■ EXTRACT
————
The unreliability of the country’s mass transport systems is forcing commuters to get their own cars instead. According to a survey by TransitCenter, 54 percent out of 1,700 riders now have full-time car access, compared to the 43 percent two years ago.

Used Cars vs. New Cars

Because of this trend, you’d think that new vehicle sales would have boomed. Instead, they’re falling. In the first quarter of 2019, car sales have fallen below 3 million units for the first time in six years. If Americans aren’t buying new cars and they’re not using public transit, what are they doing?

They’re buying used cars.

Used-vehicle sales reached 40,420,462 in 2018, which is significantly higher from the 17.27 million new vehicles sold in the same year. This trend is making big-time automobile manufacturers sweat while opening automotive business and franchise opportunities for aspiring entrepreneurs.

What’s driving Americans to buy second-hand vehicles instead?

  1. Rising Prices

New car prices continue to soar, discouraging buyers, especially those from lower economic brackets. In the first quarter of 2019, the average price of a new vehicle reached $33,319, an all-time record. Although this uptick spells good news for the bottom line of car manufacturers, industry experts worry that it’s edging potential buyers out of the new car market.

The slow sales are forcing manufacturers to rein in price hikes on some of their products, so they could attract more buyers. But it’s not that easy, given President Donald Trump’s tariff imposition on foreign steel and aluminum, as well as the looming threat of a 25 percent tariff on imported car parts. These high tax prices are partly the reason new car values are so high.

Compared to new vehicle prices, second-hand car values dropped significantly. Prices dropped by 2.3 percent in April of 2019, followed by another 3.1 percent drop in May. The lowered values have a strong connection with the growing number of used-car owners.

  1. Price Point Difference

woman with her newly bought car

Apart from the rising value of new cars, the price point difference between the two market competitors is too wide. Automotive site says in a report a three-year-old car costs $13,339 less than a new version of the same make and model.

Part of what’s keeping used-car prices down is the volume of cars coming off of leases. These vehicles fresh out of lease contracts keep the supply abundant for interested buyers, resulting in a supply-demand balance.

Since most of the used car supply comes from leases, savings are higher in categories where leasing is most popular, such as mid-sized luxury cars. For example, an old BMW 3 model costs approximately $22,884, compared to $48,845 new one. That’s equivalent to a savings of about 48 percent. Meanwhile, the savings from a used Toyota RAV4, a top-selling compact SUV, only amounts to about 29 percent.

Although used vehicles are significantly cheaper than new models, there are still a number of differences between the two. A lot of considerations go into buying a second-hand car, specifically because they’ve already been used. If you’re planning to buy an off-lease vehicle, make sure it’s still in top condition and that the seller is reputable. Otherwise, you’re better off buying a new car instead of risking your money on a dubious model.
————
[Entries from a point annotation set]
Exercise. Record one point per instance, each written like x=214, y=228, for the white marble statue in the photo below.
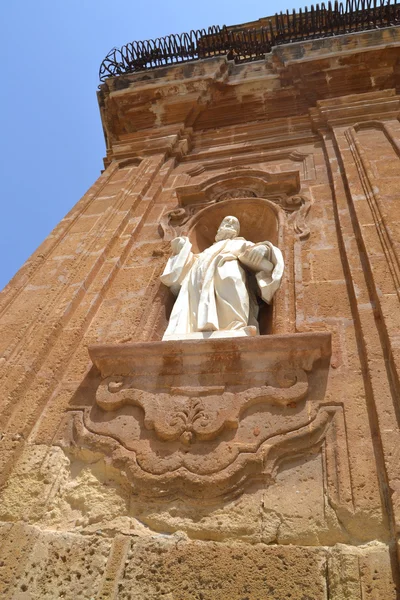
x=214, y=292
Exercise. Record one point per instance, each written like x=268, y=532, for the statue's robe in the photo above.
x=212, y=287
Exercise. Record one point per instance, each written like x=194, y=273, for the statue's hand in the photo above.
x=177, y=244
x=255, y=256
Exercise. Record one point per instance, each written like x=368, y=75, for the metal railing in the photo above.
x=246, y=44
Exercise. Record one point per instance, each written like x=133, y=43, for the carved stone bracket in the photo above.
x=202, y=418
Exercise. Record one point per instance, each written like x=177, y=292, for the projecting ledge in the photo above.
x=223, y=356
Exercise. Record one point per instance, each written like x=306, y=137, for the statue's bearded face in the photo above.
x=228, y=229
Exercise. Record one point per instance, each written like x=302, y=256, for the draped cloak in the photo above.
x=212, y=289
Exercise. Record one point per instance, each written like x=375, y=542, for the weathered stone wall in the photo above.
x=316, y=121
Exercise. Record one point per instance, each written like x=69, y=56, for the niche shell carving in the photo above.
x=221, y=414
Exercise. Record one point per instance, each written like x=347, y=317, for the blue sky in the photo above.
x=52, y=144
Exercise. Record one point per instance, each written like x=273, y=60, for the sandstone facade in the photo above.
x=256, y=468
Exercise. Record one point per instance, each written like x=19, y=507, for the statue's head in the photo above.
x=229, y=228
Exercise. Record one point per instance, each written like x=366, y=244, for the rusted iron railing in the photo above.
x=245, y=44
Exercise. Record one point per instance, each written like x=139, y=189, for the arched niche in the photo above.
x=260, y=220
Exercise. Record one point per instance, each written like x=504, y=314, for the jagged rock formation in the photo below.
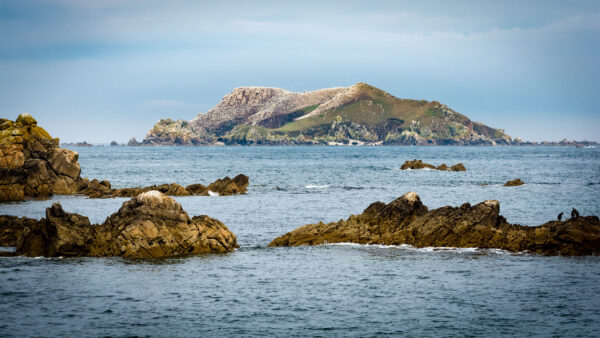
x=407, y=221
x=418, y=164
x=150, y=225
x=31, y=162
x=514, y=183
x=221, y=187
x=355, y=114
x=32, y=165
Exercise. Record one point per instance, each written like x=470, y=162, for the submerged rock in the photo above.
x=514, y=183
x=150, y=225
x=407, y=221
x=419, y=164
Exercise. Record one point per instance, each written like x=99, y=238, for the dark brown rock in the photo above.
x=149, y=225
x=407, y=221
x=514, y=183
x=11, y=227
x=228, y=186
x=419, y=164
x=32, y=164
x=458, y=167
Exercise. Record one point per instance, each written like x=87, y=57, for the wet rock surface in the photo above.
x=514, y=183
x=31, y=162
x=419, y=164
x=32, y=165
x=150, y=225
x=407, y=221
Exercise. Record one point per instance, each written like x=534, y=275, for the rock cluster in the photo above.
x=32, y=165
x=31, y=162
x=150, y=225
x=419, y=164
x=407, y=221
x=221, y=187
x=514, y=183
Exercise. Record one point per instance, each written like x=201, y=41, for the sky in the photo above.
x=108, y=70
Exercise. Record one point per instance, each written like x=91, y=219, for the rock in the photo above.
x=133, y=142
x=269, y=116
x=31, y=163
x=150, y=225
x=418, y=164
x=458, y=167
x=197, y=189
x=514, y=183
x=11, y=227
x=227, y=186
x=407, y=221
x=223, y=186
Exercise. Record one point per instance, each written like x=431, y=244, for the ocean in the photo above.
x=330, y=290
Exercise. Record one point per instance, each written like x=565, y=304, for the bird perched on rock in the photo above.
x=574, y=213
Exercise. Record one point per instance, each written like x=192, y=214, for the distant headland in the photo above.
x=357, y=115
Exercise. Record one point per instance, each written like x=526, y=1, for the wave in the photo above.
x=427, y=249
x=311, y=186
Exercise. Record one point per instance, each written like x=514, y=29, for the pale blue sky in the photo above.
x=104, y=70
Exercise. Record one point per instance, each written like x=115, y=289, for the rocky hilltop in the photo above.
x=150, y=225
x=359, y=114
x=407, y=221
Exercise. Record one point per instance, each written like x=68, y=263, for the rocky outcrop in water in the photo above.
x=358, y=114
x=150, y=225
x=514, y=183
x=407, y=221
x=221, y=187
x=32, y=165
x=419, y=164
x=31, y=162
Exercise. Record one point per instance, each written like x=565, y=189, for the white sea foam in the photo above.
x=312, y=186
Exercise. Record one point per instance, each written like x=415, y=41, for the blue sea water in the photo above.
x=331, y=290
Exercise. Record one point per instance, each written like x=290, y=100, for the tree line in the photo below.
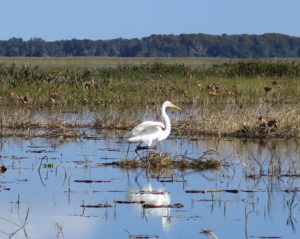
x=184, y=45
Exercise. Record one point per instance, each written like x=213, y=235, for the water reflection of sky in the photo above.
x=53, y=201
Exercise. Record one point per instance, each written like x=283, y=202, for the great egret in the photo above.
x=152, y=130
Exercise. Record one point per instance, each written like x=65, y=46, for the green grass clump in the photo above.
x=219, y=97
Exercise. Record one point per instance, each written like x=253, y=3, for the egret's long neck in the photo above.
x=167, y=121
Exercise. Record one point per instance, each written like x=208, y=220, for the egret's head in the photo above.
x=169, y=104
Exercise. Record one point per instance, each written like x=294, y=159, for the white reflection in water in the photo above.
x=156, y=197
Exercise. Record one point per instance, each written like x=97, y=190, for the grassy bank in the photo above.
x=220, y=97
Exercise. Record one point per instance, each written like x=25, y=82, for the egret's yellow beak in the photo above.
x=175, y=106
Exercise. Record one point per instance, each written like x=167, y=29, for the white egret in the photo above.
x=152, y=130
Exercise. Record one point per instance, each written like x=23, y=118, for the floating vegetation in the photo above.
x=213, y=191
x=159, y=161
x=263, y=129
x=151, y=205
x=140, y=236
x=2, y=169
x=96, y=205
x=129, y=202
x=92, y=181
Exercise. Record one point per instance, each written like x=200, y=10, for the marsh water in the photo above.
x=254, y=195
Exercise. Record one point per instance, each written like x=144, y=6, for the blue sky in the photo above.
x=109, y=19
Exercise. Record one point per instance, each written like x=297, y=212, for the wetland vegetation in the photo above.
x=64, y=150
x=220, y=97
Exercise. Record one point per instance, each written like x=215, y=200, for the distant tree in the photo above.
x=184, y=45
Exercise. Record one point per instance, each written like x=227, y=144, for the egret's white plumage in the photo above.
x=152, y=130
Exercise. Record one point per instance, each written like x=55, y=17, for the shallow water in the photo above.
x=41, y=176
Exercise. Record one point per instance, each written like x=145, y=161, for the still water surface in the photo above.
x=41, y=176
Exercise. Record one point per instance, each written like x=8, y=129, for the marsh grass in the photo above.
x=219, y=97
x=162, y=161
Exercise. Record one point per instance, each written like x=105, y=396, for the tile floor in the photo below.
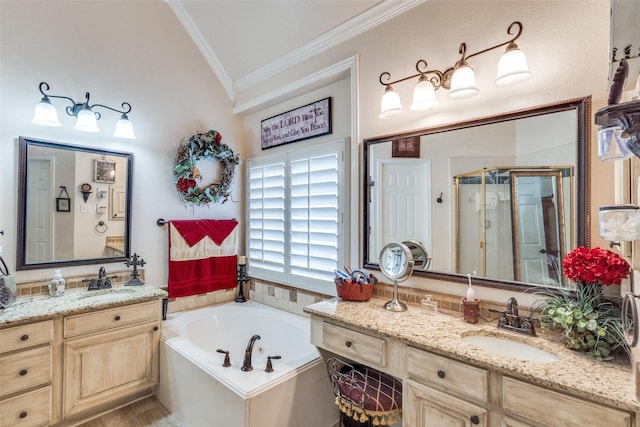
x=147, y=412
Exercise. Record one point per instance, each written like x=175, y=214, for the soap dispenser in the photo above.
x=56, y=285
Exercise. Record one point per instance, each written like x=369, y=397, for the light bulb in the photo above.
x=45, y=114
x=86, y=121
x=390, y=104
x=463, y=82
x=424, y=96
x=512, y=67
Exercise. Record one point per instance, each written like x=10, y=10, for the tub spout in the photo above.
x=246, y=366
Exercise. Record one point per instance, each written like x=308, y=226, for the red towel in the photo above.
x=202, y=256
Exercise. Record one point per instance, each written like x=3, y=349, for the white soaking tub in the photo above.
x=199, y=391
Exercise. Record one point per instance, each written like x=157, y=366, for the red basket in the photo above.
x=354, y=291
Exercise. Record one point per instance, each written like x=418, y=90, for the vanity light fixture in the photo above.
x=86, y=118
x=459, y=79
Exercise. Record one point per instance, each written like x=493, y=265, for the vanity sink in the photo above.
x=505, y=347
x=107, y=294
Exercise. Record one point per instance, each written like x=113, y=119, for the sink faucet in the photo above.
x=510, y=319
x=512, y=310
x=246, y=366
x=102, y=282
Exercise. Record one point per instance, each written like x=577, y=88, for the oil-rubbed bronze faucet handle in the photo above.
x=227, y=361
x=269, y=365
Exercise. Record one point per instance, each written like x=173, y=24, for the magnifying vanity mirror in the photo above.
x=505, y=196
x=74, y=205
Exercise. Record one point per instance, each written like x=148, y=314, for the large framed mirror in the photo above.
x=427, y=186
x=74, y=205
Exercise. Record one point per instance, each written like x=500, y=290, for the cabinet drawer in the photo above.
x=447, y=374
x=105, y=320
x=354, y=344
x=31, y=409
x=545, y=407
x=25, y=369
x=25, y=336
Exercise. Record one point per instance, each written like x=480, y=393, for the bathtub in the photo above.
x=199, y=391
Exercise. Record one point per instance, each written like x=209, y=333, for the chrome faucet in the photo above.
x=246, y=366
x=512, y=312
x=102, y=282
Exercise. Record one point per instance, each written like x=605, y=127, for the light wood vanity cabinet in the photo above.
x=441, y=391
x=109, y=354
x=26, y=372
x=537, y=406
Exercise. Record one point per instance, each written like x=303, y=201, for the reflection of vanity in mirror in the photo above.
x=88, y=222
x=504, y=196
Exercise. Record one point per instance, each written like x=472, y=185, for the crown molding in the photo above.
x=333, y=72
x=378, y=14
x=208, y=54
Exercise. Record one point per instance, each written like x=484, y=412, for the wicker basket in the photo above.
x=353, y=291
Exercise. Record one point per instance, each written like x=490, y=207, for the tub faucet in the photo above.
x=246, y=366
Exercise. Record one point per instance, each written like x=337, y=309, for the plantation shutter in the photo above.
x=295, y=231
x=314, y=216
x=267, y=216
————
■ TO-DO LIST
1) Reproduce the passage of the article on used-car sales that begins at the words "What’s driving Americans" and stops after the words "new car market.".
2) Answer these questions using the article on used-car sales above.
(a) What share of the 1,700 riders in the TransitCenter survey now have full-time car access?
(b) What was the average price of a new vehicle in the first quarter of 2019?
(c) By what percentage did second-hand car prices drop in May of 2019?

■ WRITTEN ANSWERS
1)
What’s driving Americans to buy second-hand vehicles instead?

  1. Rising Prices

New car prices continue to soar, discouraging buyers, especially those from lower economic brackets. In the first quarter of 2019, the average price of a new vehicle reached $33,319, an all-time record. Although this uptick spells good news for the bottom line of car manufacturers, industry experts worry that it’s edging potential buyers out of the new car market.

2)
(a) 54 percent
(b) $33,319
(c) 3.1 percent